#### DATA FOR THIS TASK ####

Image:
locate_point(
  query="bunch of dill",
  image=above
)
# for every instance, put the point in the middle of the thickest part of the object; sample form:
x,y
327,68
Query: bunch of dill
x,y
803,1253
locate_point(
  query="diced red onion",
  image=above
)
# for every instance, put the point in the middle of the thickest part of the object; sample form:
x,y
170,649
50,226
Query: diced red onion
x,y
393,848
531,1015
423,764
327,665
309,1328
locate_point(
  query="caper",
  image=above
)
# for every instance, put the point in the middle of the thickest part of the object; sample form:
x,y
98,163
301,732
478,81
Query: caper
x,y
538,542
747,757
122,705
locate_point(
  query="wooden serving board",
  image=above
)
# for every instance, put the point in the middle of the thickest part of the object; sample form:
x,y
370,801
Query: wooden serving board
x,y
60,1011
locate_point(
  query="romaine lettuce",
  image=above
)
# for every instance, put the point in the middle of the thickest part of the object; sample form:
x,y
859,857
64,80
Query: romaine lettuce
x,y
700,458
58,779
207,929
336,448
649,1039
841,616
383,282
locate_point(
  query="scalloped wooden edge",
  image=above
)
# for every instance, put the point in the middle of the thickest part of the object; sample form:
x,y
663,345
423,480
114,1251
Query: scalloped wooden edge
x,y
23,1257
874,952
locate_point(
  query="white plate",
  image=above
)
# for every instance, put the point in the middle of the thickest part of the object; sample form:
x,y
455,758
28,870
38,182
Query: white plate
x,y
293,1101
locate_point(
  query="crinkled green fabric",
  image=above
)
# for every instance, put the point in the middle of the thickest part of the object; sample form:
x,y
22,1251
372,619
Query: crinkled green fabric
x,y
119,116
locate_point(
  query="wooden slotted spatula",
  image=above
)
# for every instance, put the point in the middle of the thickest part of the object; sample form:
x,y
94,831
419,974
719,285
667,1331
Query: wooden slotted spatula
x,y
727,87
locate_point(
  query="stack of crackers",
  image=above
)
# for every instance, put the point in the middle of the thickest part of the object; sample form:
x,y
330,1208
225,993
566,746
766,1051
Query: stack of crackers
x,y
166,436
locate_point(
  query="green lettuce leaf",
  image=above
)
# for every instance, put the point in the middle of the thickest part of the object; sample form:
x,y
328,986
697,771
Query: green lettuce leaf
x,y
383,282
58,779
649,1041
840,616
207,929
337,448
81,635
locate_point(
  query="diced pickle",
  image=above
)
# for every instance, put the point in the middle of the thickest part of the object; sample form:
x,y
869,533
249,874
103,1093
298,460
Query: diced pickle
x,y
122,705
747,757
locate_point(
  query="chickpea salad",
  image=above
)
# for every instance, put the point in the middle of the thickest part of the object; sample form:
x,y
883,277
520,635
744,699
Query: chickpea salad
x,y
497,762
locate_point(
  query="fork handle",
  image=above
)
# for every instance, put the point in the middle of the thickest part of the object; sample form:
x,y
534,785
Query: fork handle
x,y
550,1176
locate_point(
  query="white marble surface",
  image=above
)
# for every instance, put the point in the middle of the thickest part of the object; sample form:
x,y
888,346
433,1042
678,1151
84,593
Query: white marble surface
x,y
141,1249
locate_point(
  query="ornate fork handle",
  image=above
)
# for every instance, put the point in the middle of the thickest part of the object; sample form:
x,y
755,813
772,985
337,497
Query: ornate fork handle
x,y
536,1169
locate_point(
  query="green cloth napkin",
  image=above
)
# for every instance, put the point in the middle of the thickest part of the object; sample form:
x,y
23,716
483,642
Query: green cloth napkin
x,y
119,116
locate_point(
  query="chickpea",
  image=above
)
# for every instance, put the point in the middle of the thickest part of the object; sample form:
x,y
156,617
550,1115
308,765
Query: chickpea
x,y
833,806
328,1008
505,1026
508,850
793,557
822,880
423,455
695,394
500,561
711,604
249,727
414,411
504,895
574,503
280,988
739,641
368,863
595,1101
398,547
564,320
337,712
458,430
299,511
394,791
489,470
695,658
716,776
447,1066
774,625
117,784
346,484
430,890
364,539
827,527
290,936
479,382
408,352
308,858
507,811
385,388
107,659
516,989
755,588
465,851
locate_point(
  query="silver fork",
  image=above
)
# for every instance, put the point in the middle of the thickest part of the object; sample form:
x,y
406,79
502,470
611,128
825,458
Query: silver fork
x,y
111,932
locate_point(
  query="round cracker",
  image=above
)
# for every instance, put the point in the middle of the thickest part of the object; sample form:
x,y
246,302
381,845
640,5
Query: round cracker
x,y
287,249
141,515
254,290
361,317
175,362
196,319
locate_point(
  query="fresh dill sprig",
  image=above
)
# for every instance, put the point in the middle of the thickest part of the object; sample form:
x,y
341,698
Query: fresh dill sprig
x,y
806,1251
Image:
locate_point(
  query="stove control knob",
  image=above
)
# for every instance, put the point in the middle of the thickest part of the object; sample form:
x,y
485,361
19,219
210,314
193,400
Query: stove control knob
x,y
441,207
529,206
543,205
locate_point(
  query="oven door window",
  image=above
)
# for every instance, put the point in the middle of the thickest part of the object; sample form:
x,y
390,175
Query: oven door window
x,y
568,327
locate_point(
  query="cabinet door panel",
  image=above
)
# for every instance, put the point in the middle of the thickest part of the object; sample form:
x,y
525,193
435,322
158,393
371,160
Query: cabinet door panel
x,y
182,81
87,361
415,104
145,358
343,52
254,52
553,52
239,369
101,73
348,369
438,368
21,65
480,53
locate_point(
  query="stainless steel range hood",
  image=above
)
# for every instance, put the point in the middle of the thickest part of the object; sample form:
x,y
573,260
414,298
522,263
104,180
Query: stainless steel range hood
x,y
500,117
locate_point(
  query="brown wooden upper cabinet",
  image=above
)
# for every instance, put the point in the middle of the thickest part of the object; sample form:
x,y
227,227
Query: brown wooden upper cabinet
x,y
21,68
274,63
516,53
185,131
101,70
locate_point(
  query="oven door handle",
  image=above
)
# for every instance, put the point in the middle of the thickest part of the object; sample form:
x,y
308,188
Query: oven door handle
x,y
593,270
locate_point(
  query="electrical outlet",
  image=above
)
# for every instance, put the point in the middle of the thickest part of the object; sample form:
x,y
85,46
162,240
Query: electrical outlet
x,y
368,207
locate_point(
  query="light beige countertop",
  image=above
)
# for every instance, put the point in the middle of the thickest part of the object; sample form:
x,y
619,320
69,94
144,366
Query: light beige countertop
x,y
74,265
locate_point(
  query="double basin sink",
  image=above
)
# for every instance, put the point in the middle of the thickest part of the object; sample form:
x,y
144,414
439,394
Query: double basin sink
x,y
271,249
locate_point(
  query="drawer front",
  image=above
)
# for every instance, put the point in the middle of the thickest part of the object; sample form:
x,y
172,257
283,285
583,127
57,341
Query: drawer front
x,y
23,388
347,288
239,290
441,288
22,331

####

_WHAT THE EXERCISE ASKS:_ Write every entry out again exactly.

_RESPONSE BELOW:_
Image:
locate_point(
  query="bunch of dill",
  image=above
)
# for every instance, put the point in the middle of the thickest part of the object; sample form:
x,y
327,68
Query: bunch of dill
x,y
803,1253
locate_point(
  query="diced red onion",
  image=above
)
# for every instance, put the point in the middle of the thickest part of the object; sample form:
x,y
170,649
50,226
Query: diced red onion
x,y
393,848
531,1015
423,764
327,665
309,1328
locate_point(
  query="caper",
  image=above
)
# for every instance, put the point in the middle of the thickest part of the object; sample form:
x,y
98,163
301,732
478,81
Query: caper
x,y
538,542
747,757
122,705
locate_point(
  query="wooden serving board",
  image=above
)
# for every instance, put the point in the middle of the thickest part of the object; sample form:
x,y
370,801
Query: wooden serving board
x,y
60,1011
locate_point(
  query="romaine lettuce",
  image=above
)
# for every instance, put the point in the middle of the thickest part of the object; sample form:
x,y
859,857
64,80
Query: romaine lettuce
x,y
700,458
58,779
207,929
336,448
649,1039
841,616
383,282
locate_point(
  query="scalloped wooden edge",
  image=above
)
# for every instance, put the point in the middle of the thickest part of the object; sample form:
x,y
663,345
423,480
114,1251
Query: scalloped wooden edge
x,y
23,1257
874,952
locate_point(
  query="white plate",
  image=above
)
# for every instance, put the point in the middle of the thickest part of the object; sample form:
x,y
455,758
28,870
38,182
Query: white plate
x,y
293,1101
locate_point(
  query="crinkled green fabric",
  image=above
)
# for every instance, put the point in the middle of the thickest part of the object; sample form:
x,y
22,1251
372,619
Query: crinkled green fabric
x,y
119,116
locate_point(
  query="wooden slotted spatula",
  image=above
)
# for every instance, put the point in the middle of the thickest part of the object; sample form:
x,y
94,831
419,974
719,285
667,1331
Query: wooden slotted spatula
x,y
727,87
locate_point(
  query="stack of crackers",
  image=above
)
# for every instance, put the point in the middle of the thickest part of the object; sample form:
x,y
330,1208
225,993
566,746
766,1051
Query: stack of crackers
x,y
166,436
locate_point(
  query="green lettuce leaf",
  image=above
)
# for every instance, put the point in the middle of the thickest part of the object; sample form:
x,y
328,986
697,771
Query: green lettuce leaf
x,y
383,282
58,779
649,1041
840,616
207,929
337,448
81,635
locate_point(
  query="diced pickle",
  image=above
)
# for every instance, put the point in the middle of the thickest part of the object; sample form:
x,y
869,533
249,874
103,1093
298,460
Query: diced pickle
x,y
122,705
747,757
locate_point(
  query="chickpea salad",
  image=above
)
# for every instance, put the point in the middle of the thickest part of the object; sample form:
x,y
883,277
520,635
744,699
Query: chickpea salad
x,y
497,762
locate_point(
  query="fork handle",
  image=above
)
# for every instance, put the point in the middle of the thickest part of the object; sample form:
x,y
534,785
Query: fork handle
x,y
550,1176
locate_point(
  query="white marble surface",
  image=above
)
# for every instance, put the point in the middle of the thickest part of the object; sample form:
x,y
888,346
433,1042
678,1151
84,593
Query: white marble surface
x,y
141,1249
locate_point(
  query="ornate fork handle",
  image=above
)
# for every instance, put the point in the middle of the thickest part of the object; sample form:
x,y
755,813
772,985
337,497
Query: ornate fork handle
x,y
536,1169
locate_point(
  query="green cloth napkin",
  image=above
)
# for every instance, put the point in the middle of the thickest part of the object; sample form:
x,y
23,716
483,642
Query: green cloth napkin
x,y
119,116
locate_point(
  query="chickpea",
  image=above
)
# for every instance, put the point in the middle of the thickest part of the object; sample form:
x,y
156,617
550,1115
308,765
Query: chickpea
x,y
833,806
328,1008
505,1026
508,850
793,557
822,880
423,455
695,394
500,561
711,604
249,727
414,411
504,895
574,503
280,988
739,641
368,863
595,1101
398,547
564,320
337,712
458,430
299,511
394,791
489,470
695,658
716,776
447,1066
774,625
117,784
346,484
430,890
364,539
827,527
290,936
479,382
408,352
308,858
507,811
385,388
107,659
516,989
755,588
465,851
locate_point(
  query="silver fork",
  image=above
)
# for every instance, put the point in the middle of the thickest part of the object; sample form:
x,y
406,79
502,470
611,128
825,458
Query: silver fork
x,y
111,932
locate_point(
  query="round cracker",
  image=above
)
# for every instance, put the point in the middle of the thickest part of the object; sample form:
x,y
246,302
381,845
640,5
Query: round cracker
x,y
287,249
141,515
254,290
361,317
175,362
196,319
locate_point(
  query="fresh dill sprig",
  image=above
)
# for every instance, put the point in the middle of the thickest part of the object; sample form:
x,y
341,698
Query: fresh dill sprig
x,y
806,1251
Image:
locate_point(
  query="stove control knob",
  image=above
)
# for every instance, put the point in the middle of the thickest part of the object; sample form:
x,y
485,361
19,219
210,314
193,400
Query: stove control knob
x,y
441,207
529,206
543,205
locate_point(
  query="oven door window",
  image=above
)
# for every instance, put the point in the middle of the thickest part of the object; sample form:
x,y
390,175
Query: oven door window
x,y
568,327
locate_point(
  query="cabinet door panel",
  image=above
)
# for every instance, put the point in the middle of the thickest part of the object; sample form:
x,y
525,193
435,322
158,393
371,160
Query: cabinet door panel
x,y
182,81
87,361
415,104
145,358
343,52
254,52
553,52
239,369
101,73
348,369
438,368
21,65
480,53
locate_point(
  query="stainless steel range hood",
  image=above
)
# for every instance, put the point in the middle of the thickest part of the object; sample form:
x,y
573,260
414,298
522,263
104,180
Query: stainless steel range hood
x,y
500,117
locate_point(
  query="brown wooden upper cabinet",
  image=above
)
# for every instance, put the point in the middle of the thickest part of the object; sample form:
x,y
227,227
Query: brown wooden upper cabinet
x,y
21,68
274,63
516,53
185,131
101,70
locate_point(
  query="oven door handle",
  image=above
)
# for every instance, put the point in the middle of the thickest part of the object; sample form:
x,y
308,188
Query: oven door handle
x,y
593,270
locate_point(
  query="electrical outlet",
  image=above
)
# for every instance, put the point in the middle of the thickest part of the object; sample form:
x,y
85,46
162,240
Query: electrical outlet
x,y
368,207
locate_point(
  query="light beige countertop",
  image=above
)
# for every instance, put the point in the middle of the thickest part of the object; sample form:
x,y
619,320
69,94
144,366
Query: light beige countertop
x,y
74,265
locate_point(
  query="double basin sink",
  image=above
)
# for every instance, put the point in the middle of the thickest part of the object; sample form:
x,y
144,414
439,394
Query: double basin sink
x,y
271,249
locate_point(
  query="drawer front",
  image=above
)
# for every instance, put the point in the middle of the thickest part of the object; sample form:
x,y
172,257
283,285
583,127
57,341
Query: drawer front
x,y
23,388
347,288
239,290
441,288
22,331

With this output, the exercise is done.